— Start Records shown —

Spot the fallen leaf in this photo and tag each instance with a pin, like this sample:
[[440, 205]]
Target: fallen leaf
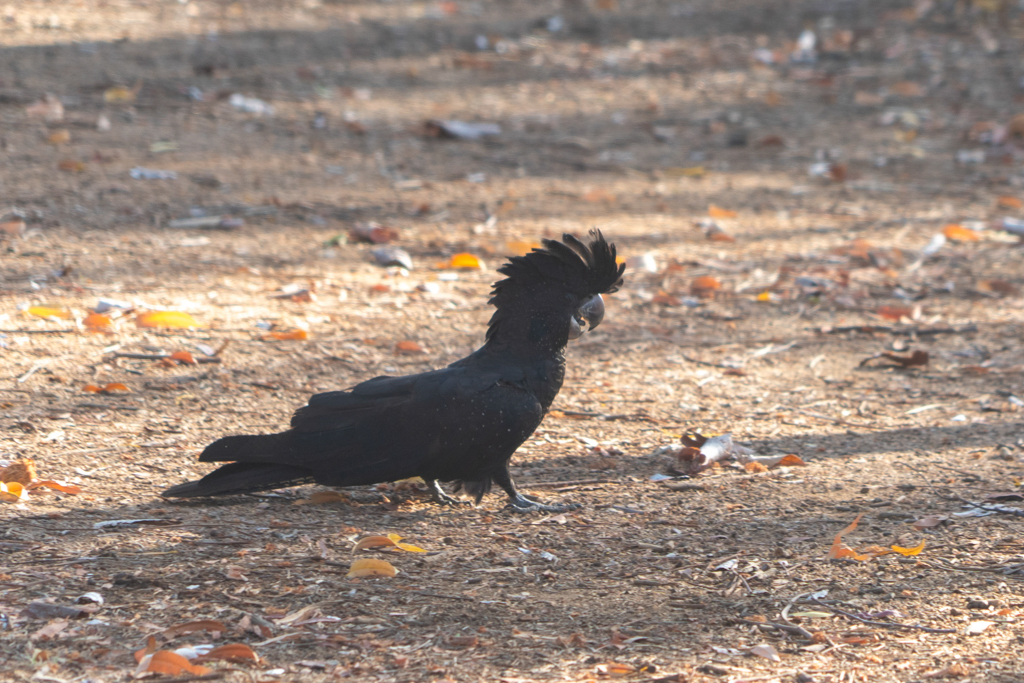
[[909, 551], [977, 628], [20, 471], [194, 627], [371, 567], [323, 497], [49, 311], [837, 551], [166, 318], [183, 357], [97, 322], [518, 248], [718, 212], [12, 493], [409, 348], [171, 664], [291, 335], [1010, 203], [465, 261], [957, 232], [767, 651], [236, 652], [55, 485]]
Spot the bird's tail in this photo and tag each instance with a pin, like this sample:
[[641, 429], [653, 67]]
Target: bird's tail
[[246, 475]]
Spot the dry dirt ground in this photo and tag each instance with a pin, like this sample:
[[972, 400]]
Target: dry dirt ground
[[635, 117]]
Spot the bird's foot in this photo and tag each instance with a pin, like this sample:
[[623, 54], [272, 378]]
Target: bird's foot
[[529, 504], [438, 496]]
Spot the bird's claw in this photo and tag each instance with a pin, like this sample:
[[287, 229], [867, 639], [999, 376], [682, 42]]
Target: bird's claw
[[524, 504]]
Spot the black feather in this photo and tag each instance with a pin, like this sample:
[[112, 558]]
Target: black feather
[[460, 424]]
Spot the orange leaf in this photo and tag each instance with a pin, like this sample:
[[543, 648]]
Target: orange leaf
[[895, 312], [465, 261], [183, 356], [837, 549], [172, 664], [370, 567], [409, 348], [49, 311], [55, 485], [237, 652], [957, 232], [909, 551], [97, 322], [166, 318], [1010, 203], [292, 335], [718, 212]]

— End Records shown —
— Start Records shown —

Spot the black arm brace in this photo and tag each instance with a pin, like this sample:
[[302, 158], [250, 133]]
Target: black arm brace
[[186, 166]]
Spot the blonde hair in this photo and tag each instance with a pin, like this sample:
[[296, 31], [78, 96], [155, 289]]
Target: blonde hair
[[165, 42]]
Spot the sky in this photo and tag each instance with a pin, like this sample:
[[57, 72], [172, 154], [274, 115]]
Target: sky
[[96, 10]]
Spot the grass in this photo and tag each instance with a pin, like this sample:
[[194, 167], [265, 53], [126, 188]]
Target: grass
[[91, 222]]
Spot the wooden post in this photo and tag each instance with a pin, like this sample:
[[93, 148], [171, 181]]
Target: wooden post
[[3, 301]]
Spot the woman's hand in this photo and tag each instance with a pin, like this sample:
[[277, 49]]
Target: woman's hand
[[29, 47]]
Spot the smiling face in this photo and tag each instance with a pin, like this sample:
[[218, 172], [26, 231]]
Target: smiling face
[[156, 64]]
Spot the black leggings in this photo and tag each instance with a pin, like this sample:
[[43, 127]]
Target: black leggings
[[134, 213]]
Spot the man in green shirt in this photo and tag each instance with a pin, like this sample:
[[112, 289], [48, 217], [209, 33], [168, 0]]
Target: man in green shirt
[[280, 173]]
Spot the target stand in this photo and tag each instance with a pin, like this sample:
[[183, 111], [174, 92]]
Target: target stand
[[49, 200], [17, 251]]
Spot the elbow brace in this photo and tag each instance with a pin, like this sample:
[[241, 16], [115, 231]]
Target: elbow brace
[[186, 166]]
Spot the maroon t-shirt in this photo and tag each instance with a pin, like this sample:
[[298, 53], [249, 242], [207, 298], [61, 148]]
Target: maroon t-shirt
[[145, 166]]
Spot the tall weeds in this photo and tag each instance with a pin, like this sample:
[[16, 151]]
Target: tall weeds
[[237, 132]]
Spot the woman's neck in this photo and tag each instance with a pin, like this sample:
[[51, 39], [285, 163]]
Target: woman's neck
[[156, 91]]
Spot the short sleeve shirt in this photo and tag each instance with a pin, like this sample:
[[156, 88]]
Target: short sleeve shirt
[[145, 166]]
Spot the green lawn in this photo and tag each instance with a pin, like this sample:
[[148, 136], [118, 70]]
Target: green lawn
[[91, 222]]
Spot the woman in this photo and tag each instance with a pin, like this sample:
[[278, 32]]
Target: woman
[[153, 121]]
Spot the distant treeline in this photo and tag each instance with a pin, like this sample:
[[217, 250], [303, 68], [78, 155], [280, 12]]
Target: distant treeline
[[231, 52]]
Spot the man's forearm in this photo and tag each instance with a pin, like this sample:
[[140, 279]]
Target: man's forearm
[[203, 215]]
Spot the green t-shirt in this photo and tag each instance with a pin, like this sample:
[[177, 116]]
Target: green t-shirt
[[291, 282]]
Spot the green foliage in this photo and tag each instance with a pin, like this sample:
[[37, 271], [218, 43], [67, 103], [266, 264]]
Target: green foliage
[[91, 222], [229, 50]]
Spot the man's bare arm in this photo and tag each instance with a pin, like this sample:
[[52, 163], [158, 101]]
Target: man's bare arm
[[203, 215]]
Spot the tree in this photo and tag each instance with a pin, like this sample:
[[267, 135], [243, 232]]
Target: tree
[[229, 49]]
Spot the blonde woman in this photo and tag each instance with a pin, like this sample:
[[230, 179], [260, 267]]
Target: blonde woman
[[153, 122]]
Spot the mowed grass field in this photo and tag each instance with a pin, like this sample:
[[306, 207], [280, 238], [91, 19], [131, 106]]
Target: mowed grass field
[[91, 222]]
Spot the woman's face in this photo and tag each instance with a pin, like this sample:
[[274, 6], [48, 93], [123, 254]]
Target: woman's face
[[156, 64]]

— End Records shown —

**What this task involves:**
How many lines of the data above contain the string "sleeve"? Case counts, and the reply should be that number alone.

**Result of the exercise:**
2